--- ИСХОДНЫЙ ТЕКСТ ---

В качестве стереотипов когнитивного уровня языковой личности выступают генерализованные высказывания. С точки зрения лингводидактики тезаурус означает проблемное обучение, и его единицами являются: готовность дать определение понятиям, используя ключевые слова, извлекать информацию из текста, готовность к развертыванию аргументации, готовность пользоваться внутренней речью, умение импровизировать на изучаемом языке, готовность придавать высказыванию модальную окрашенность, готовность рефлектировать по поводу фактов родного языка, готовность создавать и использовать универсальные (генерализованные) высказывания и др. [Караулов, 1987, с. 61].

На когнитивном уровне языковой личности семантика размывается, и на первое место выходит образ, возникающий не в семантике, а в системе знаний, вследствие чего единицами когнитивного уровня становятся различные способы образного восприятия человеком окружающего мира. На уровне тезауруса можно говорить об асемантичности, об удалении знаково-сти на второй план и выдвижении на первое место картинности. С какими

образами, «картинками» связан концепт изменение, есть ли в русском языке единицы, например фразеологические обороты, являющиеся единицами картины мира, в которые входит глагол изменяться/измениться, - на эти и другие вопросы нам и предстоит ответить.

Образ может выражаться сравнениями, метафорами, фреймами и другими единицами, связанными со структурой представления знаний и способами его концептуальной организации, - гештальтами, ментальными моделями, сценариями, моделями ситуаций, двигательными представлениями, мыслительными схемами, моторными реакциями и т. п., а также символами, жестами, мимикой, другими единицами паралингвистической деятельности, фразеологизмами, пословицами и поговорками и т. д.

Отметим, что изменение является тезаурусообразующим понятием, на что, в частности, указывает тот факт, что концепт изменение был включен Ю.Н. Карауловым в Минимальный идеографический словарь [Караулов, 1976, с. 284]. В этом словаре показана связь изменения с лексемами перемена, поворот, реформа, изменять, изменить, превращать, превратить, становиться, стать, изменяться, измениться, превращаться, превратиться, делаться, сделаться. Кроме того, Ю.Н. Караулов относит изменение к потенциальным ядрам и к именам полей [там же, с. 324, 327].

Прагматический, или мотивационный, уровень наиболее подвержен индивидуализации и поэтому наиболее труден для систематизации. Его единицами являются деятельностно-коммуникативные потребности, отношениями - отношения в коммуникативной сети, в различных коммуникативных ситуациях. Прагматический уровень языковой личности включает в себя цели, мотивы, интересы, творческие потенции человека, его устремления, установки, оценки и интенциональности, проявляющиеся в речевой деятельности. Этот уровень обеспечивает в анализе языковой личности закономерный и обусловленный переход от оценок ее речевой деятельности к осмыслению реальной деятельности в мире [Красных, 2002, с. 149]. То есть ориентация единиц этого уровня коммуникативно-деятельностная, или прагматическая.

--- ДАННЫЕ ---

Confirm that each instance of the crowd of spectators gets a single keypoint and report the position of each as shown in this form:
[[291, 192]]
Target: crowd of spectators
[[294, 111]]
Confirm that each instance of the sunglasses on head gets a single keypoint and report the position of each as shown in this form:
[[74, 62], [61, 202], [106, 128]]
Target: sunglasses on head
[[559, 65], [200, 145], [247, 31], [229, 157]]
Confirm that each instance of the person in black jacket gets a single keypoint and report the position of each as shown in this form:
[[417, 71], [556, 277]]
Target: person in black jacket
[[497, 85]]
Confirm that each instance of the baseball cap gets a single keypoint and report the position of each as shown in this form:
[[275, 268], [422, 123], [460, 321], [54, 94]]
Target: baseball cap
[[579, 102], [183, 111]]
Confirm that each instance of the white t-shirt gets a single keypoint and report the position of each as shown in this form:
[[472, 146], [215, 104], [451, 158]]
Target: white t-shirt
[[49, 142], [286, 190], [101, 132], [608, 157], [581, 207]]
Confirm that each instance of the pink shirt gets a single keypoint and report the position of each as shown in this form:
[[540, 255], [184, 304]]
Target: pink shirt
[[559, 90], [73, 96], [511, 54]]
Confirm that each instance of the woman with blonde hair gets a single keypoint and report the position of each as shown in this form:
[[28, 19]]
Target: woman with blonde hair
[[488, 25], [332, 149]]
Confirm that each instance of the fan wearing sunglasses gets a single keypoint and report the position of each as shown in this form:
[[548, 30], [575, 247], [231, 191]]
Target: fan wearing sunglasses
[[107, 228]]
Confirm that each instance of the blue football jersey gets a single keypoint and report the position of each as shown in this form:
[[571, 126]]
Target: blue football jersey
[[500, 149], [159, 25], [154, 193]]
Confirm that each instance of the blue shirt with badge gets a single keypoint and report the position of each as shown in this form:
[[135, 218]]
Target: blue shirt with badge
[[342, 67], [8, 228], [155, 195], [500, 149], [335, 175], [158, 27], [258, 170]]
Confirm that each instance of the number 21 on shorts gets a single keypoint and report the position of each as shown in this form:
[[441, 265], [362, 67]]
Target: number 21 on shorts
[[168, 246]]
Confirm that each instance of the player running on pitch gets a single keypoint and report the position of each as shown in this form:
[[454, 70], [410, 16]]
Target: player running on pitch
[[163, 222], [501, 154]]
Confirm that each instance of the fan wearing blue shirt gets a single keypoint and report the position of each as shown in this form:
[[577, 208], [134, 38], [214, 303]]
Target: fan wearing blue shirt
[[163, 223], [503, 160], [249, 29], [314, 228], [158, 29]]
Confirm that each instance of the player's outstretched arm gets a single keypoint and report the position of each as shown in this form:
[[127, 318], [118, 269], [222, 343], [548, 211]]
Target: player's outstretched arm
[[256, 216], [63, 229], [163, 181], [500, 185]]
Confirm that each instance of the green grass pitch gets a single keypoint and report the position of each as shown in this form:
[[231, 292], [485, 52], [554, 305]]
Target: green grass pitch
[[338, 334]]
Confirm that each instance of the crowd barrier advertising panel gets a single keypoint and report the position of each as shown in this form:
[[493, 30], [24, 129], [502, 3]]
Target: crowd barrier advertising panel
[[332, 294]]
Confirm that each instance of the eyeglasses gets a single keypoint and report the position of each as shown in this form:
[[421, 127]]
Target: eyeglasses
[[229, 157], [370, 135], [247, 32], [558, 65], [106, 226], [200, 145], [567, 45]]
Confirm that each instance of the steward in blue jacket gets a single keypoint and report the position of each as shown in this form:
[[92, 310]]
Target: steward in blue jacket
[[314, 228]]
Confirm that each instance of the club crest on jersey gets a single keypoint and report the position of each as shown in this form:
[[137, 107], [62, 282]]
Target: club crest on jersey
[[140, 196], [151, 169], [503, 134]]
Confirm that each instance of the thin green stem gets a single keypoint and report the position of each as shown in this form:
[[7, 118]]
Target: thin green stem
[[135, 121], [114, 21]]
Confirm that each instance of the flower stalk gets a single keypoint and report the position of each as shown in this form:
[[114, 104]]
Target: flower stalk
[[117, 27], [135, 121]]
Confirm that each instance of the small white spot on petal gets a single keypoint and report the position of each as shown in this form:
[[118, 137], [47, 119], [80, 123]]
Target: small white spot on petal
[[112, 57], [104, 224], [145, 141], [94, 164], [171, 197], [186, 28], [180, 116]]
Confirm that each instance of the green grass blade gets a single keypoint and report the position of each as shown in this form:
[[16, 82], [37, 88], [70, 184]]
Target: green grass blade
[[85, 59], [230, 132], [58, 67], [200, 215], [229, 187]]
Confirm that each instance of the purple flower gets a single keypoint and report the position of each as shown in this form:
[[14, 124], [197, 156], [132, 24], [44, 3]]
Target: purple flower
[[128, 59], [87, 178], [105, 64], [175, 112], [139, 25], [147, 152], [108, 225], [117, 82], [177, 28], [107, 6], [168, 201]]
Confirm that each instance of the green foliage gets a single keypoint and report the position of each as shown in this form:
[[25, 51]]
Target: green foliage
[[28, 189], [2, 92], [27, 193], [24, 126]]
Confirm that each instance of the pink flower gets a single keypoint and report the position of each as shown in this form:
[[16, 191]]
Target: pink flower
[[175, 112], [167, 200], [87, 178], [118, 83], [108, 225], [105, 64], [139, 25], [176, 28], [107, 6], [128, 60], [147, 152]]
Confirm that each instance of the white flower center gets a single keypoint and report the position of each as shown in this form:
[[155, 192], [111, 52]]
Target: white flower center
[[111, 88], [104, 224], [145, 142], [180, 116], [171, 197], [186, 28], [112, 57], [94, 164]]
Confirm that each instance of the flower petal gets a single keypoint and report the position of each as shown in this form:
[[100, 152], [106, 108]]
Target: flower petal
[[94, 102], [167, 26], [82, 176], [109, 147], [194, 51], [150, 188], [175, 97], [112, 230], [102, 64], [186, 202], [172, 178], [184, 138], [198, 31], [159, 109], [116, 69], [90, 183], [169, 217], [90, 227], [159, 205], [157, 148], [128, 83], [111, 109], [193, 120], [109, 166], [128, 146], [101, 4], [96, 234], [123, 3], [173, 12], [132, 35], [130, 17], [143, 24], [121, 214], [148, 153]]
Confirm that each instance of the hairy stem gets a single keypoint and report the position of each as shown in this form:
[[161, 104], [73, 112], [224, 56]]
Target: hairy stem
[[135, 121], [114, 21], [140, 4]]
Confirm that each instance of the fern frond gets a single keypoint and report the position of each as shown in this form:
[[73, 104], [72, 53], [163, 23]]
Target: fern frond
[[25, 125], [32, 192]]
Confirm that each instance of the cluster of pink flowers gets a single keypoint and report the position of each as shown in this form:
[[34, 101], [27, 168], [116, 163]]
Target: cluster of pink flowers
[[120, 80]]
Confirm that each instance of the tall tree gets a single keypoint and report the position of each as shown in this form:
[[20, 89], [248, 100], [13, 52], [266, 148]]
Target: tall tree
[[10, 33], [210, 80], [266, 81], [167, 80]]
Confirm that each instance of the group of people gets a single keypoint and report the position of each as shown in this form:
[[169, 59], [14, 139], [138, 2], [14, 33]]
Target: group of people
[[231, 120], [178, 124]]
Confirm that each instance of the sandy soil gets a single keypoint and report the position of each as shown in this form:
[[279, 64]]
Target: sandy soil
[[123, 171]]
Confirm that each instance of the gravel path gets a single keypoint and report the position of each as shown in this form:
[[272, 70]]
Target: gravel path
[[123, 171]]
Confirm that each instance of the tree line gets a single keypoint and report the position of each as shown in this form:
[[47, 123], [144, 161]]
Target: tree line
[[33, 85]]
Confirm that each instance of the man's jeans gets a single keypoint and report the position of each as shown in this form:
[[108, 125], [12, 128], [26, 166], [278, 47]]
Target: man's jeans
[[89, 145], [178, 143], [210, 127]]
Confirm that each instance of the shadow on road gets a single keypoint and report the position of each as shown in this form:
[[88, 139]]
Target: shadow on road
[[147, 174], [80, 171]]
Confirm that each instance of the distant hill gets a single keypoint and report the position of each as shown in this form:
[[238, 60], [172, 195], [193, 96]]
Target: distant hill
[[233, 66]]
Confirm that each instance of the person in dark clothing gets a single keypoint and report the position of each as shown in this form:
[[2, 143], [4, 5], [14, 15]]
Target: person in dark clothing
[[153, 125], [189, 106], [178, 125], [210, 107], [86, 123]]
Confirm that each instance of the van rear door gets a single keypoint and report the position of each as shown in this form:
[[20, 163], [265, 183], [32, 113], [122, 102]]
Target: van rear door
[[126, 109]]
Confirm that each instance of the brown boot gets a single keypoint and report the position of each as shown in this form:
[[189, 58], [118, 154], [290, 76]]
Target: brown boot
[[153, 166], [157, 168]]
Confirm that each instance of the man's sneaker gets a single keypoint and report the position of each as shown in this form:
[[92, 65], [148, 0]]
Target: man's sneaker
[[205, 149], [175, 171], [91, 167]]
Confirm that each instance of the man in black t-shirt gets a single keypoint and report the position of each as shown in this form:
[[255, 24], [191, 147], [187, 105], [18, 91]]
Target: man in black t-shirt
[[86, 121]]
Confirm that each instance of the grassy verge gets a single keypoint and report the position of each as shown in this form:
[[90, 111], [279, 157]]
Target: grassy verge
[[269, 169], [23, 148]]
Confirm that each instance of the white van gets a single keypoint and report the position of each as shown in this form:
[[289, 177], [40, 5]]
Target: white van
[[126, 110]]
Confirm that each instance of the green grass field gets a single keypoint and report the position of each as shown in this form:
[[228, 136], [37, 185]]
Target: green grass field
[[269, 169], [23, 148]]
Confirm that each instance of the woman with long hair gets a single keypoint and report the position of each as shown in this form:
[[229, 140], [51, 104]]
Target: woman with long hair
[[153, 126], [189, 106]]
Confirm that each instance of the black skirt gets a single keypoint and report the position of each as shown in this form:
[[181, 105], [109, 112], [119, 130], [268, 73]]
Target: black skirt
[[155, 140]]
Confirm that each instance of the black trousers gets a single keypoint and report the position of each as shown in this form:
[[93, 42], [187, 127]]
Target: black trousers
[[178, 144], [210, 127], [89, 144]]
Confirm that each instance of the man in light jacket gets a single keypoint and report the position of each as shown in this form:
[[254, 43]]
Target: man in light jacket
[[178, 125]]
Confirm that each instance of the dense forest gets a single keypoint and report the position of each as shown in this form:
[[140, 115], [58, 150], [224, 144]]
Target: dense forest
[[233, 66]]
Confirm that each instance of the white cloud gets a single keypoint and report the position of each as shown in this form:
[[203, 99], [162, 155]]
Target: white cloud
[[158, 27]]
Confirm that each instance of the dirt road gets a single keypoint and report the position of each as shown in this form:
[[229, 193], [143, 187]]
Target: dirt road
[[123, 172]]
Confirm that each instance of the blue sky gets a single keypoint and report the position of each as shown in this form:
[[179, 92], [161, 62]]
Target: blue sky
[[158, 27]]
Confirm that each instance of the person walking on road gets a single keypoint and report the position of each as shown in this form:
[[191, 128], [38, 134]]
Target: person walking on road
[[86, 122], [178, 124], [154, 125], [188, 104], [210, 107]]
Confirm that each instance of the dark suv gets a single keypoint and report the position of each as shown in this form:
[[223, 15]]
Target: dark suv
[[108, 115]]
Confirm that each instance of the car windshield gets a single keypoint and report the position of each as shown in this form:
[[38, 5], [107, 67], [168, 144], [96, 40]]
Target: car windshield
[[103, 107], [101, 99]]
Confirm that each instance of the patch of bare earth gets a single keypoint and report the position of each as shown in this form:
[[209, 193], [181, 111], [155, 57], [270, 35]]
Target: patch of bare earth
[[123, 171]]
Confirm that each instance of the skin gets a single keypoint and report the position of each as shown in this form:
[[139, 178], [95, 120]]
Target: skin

---

ЗАДАНИЯ ->
A) Что, согласно тексту об уровнях языковой личности, является единицами прагматического уровня?
B) Продолжите текст об уровнях языковой личности, начав сразу после его последнего предложения.

ОТВЕТЫ ->
A) Единицами прагматического уровня являются деятельностно-коммуникативные потребности.

B)
В соответствии с концепцией Ю.Н. Караулова, вариативной частью мотивационного уровня являются сведения психологического плана, обусловленные принадлежностью языковой личности к более узкому, чем весь социум, речевому коллективу и определяющие те ценностно-устойчивые критерии, которые создают неповторимый эстетический и эмоциональный колорит ее дискурса. К готовностям мотивационного уровня языковой личности относятся: готовность учитывать в коммуникации пресуппозицию, готовность управлять общением, готовность рационально размещать элементы высказывания во времени, готовность оперировать подъязыком разговорной речи, использовать различные стилистические средства, тропы, различать различные функциональные стили, готовность к медленному чтению, эстетическому анализу текста, художественной критике, готовность оперировать прецедентными текстами, «крылатыми словами» и др. [Караулов, 1987, с. 61].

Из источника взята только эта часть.